> **Raw data**

★ ★ ★ ★

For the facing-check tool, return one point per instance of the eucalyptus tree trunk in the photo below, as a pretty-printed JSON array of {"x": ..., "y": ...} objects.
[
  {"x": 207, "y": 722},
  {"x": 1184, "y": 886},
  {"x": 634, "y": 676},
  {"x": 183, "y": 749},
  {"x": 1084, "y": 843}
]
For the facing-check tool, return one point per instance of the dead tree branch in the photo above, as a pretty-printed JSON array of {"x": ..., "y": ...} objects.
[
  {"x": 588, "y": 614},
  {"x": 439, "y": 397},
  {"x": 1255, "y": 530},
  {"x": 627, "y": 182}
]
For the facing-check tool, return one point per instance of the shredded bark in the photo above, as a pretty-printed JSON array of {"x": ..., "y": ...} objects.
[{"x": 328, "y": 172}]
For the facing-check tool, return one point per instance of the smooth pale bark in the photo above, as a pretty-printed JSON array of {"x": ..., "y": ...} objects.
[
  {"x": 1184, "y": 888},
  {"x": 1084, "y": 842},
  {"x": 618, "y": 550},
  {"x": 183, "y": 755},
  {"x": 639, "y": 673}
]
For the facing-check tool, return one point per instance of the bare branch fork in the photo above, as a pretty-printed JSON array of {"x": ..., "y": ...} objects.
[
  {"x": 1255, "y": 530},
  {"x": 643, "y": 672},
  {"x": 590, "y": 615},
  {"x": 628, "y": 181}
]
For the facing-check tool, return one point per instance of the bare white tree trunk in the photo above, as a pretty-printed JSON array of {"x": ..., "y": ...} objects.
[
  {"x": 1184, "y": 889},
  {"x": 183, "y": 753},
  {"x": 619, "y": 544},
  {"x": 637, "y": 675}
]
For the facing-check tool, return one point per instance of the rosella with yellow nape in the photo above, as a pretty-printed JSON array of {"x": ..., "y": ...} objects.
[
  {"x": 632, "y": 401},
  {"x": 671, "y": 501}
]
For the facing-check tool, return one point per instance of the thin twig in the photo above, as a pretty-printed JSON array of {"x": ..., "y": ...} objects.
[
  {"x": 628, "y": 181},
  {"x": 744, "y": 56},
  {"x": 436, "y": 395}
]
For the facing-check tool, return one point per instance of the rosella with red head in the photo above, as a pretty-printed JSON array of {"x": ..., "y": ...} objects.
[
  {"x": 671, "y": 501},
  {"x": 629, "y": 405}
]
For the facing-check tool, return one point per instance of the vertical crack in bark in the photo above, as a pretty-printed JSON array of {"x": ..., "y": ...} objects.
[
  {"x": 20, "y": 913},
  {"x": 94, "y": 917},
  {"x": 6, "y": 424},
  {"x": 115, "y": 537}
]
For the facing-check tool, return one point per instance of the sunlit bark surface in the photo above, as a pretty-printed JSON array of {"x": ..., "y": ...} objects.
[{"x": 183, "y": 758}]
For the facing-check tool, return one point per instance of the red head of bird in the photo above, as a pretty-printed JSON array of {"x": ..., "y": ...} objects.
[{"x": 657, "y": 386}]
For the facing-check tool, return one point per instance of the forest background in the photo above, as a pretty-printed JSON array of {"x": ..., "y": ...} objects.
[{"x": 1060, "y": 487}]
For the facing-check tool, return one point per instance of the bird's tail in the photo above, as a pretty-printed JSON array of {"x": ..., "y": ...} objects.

★ ★ ★ ★

Reproduce all of the records above word for word, keeping every line and character unchanged.

> **Output for this task**
For the facing-check tool, return one point per instance of the eucalyptus tree trunk in the photo below, as a pretty-printed JSON array of {"x": ..., "y": ...} objects.
[
  {"x": 207, "y": 722},
  {"x": 1184, "y": 886},
  {"x": 634, "y": 676},
  {"x": 183, "y": 749},
  {"x": 1084, "y": 843}
]
For the facing-check tool, return one point per instance of the dead tree branch in the photo above, as a pretty-printed JSON array of {"x": ..., "y": ...} objects.
[
  {"x": 588, "y": 614},
  {"x": 439, "y": 397},
  {"x": 1255, "y": 530},
  {"x": 627, "y": 182}
]
For the facing-check tool, return one point per instance of the shredded bark in the photo above, as a pretty-printed JSON array of {"x": ..., "y": ...} objects.
[{"x": 328, "y": 172}]
For the facing-check tool, return one point per instance of the smooth pale bark in the photo above, as a pretty-printed JSON array of {"x": ..., "y": ...} objects.
[
  {"x": 1184, "y": 888},
  {"x": 1084, "y": 842},
  {"x": 618, "y": 550},
  {"x": 183, "y": 755},
  {"x": 639, "y": 673}
]
For the facing-check tool, return one point per instance of the bare branch fork in the photo above, as a pretty-printed JSON array of {"x": ..., "y": ...} objects.
[
  {"x": 1255, "y": 530},
  {"x": 643, "y": 672},
  {"x": 590, "y": 615},
  {"x": 628, "y": 181}
]
For the facing-check tool, return one point per instance of the bare white tree trunk in the photo above, as a pretty-printed JSON array of {"x": ..., "y": ...} objects.
[
  {"x": 1184, "y": 889},
  {"x": 183, "y": 753},
  {"x": 619, "y": 544},
  {"x": 637, "y": 675}
]
For the facing-check tool, return one point per instance of the rosella with yellow nape in the photo above, as a pretty-printed JSON array of {"x": ..., "y": ...} objects.
[
  {"x": 632, "y": 401},
  {"x": 671, "y": 501}
]
For the facing-check tool, return one point per instance of the thin twig in the photo above, as a pretty-printed JSON array of {"x": ..., "y": ...} objects.
[
  {"x": 628, "y": 181},
  {"x": 744, "y": 56},
  {"x": 436, "y": 395}
]
For the facing-check tool, return one point per instance of the rosella with red head in the photo above, as a pretty-printed JSON array of {"x": ..., "y": ...} objects.
[
  {"x": 671, "y": 501},
  {"x": 629, "y": 405}
]
For the facing-check tool, return one point per instance of the vertical crack in bark in the photo above, as a pretty-printed JSON array of {"x": ..., "y": ...} objects.
[
  {"x": 20, "y": 913},
  {"x": 94, "y": 917},
  {"x": 6, "y": 424},
  {"x": 115, "y": 537}
]
For the facing-check tool, return one point per instance of the sunlit bark surface in the photo above, as a pretty-printed JSON array of {"x": ..., "y": ...} objects.
[{"x": 183, "y": 758}]
For the facing-check tool, return one point per instance of the red head of bird in the photo above, as a pretty-printed JSON array of {"x": ..., "y": ...} objects.
[{"x": 657, "y": 386}]
For the facing-check tool, return one point per instance of the forest background in the photo above, as a pretty-printed JSON array of {"x": ..., "y": ...} objects.
[{"x": 1060, "y": 487}]
For the facing-check tool, return one point per instance of the bird's tail in the photo above, as a pretty-printed JSON array of {"x": ..., "y": ...} objects.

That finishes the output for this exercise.